Stored rows start
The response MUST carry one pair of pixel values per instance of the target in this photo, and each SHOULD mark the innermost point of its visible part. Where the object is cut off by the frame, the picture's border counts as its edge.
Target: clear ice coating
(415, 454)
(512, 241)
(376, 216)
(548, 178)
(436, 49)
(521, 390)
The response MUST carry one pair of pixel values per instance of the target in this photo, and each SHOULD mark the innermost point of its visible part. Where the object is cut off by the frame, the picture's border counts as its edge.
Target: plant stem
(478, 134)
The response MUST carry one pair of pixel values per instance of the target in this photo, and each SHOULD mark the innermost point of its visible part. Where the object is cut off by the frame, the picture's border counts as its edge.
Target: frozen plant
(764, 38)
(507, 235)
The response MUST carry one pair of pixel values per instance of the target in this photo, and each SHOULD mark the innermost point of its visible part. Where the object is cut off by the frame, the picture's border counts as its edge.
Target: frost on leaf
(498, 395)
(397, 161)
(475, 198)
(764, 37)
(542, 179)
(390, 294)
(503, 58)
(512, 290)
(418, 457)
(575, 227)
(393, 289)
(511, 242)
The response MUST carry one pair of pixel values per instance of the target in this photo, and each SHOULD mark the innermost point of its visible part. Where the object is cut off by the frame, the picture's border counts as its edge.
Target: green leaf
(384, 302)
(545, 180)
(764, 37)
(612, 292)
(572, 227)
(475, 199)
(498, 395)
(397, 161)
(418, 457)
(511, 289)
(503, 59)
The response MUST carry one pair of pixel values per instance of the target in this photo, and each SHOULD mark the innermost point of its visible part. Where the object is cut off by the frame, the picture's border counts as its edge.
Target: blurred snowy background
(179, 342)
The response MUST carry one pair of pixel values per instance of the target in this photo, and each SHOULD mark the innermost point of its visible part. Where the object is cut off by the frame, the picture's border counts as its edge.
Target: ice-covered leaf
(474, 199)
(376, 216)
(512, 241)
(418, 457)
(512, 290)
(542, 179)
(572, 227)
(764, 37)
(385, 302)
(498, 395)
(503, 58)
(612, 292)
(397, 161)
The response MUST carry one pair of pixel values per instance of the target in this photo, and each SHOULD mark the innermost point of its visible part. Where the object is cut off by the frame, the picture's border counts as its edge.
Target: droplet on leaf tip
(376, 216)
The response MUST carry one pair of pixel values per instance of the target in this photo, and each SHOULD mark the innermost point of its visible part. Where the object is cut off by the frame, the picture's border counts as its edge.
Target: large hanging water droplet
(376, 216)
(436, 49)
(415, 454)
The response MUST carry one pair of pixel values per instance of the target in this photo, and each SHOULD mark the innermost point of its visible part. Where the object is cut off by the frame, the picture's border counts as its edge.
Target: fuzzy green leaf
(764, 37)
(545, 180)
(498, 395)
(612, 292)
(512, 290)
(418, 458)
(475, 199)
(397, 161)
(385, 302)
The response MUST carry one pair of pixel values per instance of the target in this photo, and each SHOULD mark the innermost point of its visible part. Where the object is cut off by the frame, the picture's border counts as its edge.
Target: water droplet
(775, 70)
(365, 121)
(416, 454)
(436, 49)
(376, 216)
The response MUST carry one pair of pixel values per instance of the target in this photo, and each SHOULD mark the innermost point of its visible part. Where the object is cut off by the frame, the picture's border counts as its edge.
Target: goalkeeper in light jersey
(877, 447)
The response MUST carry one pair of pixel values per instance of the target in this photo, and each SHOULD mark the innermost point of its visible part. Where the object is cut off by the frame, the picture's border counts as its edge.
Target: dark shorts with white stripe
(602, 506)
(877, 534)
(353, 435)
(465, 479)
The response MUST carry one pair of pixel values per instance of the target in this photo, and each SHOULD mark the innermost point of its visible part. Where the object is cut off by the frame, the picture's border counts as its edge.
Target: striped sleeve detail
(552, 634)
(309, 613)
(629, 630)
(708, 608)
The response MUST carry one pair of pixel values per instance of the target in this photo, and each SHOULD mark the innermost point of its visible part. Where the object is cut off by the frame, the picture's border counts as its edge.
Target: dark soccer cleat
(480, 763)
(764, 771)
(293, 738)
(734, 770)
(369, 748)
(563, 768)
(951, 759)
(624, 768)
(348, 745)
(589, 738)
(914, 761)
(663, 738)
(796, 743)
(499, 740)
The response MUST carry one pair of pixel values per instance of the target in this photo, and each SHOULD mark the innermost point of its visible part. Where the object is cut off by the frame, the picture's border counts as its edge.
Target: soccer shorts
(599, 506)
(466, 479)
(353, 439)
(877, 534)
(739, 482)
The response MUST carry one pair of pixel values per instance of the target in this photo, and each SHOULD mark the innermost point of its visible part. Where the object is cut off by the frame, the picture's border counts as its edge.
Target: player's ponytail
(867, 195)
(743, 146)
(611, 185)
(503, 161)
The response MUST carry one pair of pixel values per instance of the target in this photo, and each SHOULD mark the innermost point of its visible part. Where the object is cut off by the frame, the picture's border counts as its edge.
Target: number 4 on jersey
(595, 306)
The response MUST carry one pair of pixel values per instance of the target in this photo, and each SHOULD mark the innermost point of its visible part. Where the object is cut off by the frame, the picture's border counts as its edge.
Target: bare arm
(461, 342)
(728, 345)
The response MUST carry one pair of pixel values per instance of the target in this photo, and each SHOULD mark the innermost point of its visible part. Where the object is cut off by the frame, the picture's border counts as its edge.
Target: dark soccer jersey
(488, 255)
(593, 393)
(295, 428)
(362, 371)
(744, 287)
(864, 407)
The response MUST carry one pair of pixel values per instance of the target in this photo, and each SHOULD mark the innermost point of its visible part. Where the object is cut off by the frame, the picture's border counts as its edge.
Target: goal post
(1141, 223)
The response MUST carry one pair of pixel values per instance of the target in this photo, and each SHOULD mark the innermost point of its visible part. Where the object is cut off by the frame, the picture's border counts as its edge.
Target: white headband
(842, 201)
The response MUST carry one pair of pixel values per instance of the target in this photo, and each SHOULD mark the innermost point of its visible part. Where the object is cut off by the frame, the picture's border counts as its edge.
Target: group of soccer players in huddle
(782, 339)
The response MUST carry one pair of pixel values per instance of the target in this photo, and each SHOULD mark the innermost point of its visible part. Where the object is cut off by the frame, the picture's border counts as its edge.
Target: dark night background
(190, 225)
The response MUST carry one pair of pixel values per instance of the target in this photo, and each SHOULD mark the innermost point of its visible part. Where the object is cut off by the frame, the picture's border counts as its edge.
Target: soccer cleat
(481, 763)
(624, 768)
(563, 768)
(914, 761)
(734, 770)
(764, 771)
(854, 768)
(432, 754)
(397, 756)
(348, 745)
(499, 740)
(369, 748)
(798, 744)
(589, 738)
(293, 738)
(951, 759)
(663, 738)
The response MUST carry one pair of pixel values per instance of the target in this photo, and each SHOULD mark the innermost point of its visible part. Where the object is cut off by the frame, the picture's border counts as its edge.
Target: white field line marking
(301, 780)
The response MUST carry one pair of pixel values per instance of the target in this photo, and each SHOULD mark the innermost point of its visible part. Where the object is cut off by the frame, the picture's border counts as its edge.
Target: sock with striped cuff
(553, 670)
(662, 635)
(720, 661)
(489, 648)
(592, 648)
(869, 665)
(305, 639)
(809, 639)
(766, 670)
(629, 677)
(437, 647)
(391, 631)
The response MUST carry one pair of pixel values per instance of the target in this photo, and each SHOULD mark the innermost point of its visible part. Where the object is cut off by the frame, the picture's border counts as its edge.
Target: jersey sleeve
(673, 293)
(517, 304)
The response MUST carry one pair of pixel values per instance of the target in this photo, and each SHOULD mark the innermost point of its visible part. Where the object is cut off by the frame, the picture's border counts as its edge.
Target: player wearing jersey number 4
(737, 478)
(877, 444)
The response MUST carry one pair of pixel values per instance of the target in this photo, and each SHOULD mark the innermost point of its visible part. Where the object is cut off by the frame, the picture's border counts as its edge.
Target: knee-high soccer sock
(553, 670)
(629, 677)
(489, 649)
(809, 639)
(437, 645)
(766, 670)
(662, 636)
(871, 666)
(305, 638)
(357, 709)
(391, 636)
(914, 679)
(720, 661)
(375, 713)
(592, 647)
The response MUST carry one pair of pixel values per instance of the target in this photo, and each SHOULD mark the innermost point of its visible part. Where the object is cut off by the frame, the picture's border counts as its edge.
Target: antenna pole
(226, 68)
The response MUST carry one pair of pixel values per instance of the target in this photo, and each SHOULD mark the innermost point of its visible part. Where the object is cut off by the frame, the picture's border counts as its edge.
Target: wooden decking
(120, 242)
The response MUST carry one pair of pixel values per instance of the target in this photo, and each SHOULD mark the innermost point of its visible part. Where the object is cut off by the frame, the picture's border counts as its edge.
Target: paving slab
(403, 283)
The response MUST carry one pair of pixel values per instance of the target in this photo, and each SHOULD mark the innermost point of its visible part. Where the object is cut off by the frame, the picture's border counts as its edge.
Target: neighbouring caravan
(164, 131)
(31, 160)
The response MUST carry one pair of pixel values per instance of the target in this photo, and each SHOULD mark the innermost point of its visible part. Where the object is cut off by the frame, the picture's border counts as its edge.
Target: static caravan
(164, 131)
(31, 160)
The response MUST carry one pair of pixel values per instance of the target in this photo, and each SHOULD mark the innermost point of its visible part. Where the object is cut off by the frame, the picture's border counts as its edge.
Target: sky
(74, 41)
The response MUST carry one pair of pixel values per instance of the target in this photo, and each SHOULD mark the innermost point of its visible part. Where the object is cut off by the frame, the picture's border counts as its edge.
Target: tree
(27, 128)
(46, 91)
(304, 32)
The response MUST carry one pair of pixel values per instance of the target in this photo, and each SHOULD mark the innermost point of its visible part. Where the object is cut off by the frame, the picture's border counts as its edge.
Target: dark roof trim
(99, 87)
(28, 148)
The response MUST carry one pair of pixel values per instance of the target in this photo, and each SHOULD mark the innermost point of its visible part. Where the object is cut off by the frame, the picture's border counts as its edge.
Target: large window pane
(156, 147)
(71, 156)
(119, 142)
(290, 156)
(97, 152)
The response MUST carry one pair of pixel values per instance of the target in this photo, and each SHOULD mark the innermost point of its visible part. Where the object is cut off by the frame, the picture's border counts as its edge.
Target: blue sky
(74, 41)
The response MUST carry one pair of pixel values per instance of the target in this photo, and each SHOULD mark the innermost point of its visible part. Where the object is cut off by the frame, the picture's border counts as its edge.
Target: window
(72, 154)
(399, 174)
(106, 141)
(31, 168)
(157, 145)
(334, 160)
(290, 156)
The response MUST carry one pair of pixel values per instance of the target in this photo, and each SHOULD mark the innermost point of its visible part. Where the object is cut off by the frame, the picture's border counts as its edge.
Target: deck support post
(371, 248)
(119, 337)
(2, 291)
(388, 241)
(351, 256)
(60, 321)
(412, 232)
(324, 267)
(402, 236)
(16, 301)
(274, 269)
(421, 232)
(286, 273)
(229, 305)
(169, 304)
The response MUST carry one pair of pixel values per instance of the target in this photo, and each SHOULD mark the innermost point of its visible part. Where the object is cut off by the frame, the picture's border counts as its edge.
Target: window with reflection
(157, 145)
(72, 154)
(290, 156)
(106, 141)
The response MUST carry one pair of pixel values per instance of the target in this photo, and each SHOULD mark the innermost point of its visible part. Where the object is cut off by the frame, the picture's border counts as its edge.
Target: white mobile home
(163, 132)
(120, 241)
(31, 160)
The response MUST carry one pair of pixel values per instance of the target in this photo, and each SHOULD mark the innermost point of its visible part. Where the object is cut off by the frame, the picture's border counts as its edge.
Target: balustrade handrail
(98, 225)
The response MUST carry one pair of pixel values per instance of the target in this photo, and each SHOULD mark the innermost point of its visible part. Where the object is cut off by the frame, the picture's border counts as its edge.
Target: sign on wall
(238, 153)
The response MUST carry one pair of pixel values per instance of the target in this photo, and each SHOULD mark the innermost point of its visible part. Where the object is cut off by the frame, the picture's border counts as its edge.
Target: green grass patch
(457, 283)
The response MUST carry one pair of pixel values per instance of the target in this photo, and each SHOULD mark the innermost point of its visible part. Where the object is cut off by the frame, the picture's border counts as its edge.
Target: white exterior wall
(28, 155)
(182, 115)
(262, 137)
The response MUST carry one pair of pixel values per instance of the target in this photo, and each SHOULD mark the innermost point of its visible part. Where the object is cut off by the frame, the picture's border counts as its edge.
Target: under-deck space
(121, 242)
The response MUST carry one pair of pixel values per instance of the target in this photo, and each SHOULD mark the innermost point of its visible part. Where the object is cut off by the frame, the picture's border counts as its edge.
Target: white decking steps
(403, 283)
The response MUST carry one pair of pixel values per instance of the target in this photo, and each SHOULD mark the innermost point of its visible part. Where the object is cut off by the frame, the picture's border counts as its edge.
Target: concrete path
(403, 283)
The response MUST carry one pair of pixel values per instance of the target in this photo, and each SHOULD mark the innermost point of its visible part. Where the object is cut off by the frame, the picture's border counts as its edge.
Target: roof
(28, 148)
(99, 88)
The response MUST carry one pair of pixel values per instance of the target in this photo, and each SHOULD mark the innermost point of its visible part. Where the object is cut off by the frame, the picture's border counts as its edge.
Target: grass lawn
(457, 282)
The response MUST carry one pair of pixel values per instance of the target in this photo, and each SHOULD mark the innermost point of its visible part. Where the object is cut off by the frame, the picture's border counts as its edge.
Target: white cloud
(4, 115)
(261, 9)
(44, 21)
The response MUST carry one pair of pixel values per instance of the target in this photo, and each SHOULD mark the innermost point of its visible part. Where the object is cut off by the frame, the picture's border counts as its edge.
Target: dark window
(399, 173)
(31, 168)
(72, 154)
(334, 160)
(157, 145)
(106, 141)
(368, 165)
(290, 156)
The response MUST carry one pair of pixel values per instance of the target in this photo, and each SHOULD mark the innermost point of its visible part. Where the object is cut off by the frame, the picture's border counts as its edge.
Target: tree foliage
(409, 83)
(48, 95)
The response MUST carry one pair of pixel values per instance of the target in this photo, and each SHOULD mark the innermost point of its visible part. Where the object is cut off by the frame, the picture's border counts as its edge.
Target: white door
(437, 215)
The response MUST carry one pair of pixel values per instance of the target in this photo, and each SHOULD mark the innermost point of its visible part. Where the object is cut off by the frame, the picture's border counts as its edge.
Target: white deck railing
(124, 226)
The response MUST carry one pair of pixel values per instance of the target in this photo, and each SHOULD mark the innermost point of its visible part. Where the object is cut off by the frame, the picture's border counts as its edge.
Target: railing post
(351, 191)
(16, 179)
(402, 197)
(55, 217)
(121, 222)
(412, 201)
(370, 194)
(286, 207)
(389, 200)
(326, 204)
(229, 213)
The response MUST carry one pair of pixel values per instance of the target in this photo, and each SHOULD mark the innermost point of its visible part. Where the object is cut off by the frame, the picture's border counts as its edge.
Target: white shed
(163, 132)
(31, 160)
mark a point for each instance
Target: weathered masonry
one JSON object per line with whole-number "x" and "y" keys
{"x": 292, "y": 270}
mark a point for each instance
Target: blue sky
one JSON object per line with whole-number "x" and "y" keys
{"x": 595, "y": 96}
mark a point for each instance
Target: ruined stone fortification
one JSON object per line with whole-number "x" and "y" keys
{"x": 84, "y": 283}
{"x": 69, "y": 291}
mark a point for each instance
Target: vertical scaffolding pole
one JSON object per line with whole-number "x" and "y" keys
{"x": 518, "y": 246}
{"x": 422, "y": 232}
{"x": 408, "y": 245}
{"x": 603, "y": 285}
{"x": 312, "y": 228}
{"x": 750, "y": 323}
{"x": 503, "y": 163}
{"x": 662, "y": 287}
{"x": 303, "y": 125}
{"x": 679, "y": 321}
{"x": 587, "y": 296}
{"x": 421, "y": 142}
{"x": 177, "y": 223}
Stored rows end
Required task
Show every line of the material above that contains the word "leaf".

Written answer
Target: frost on leaf
Target: green leaf
Target: ice-covered leaf
Target: droplet on leaf tip
Target: fuzzy green leaf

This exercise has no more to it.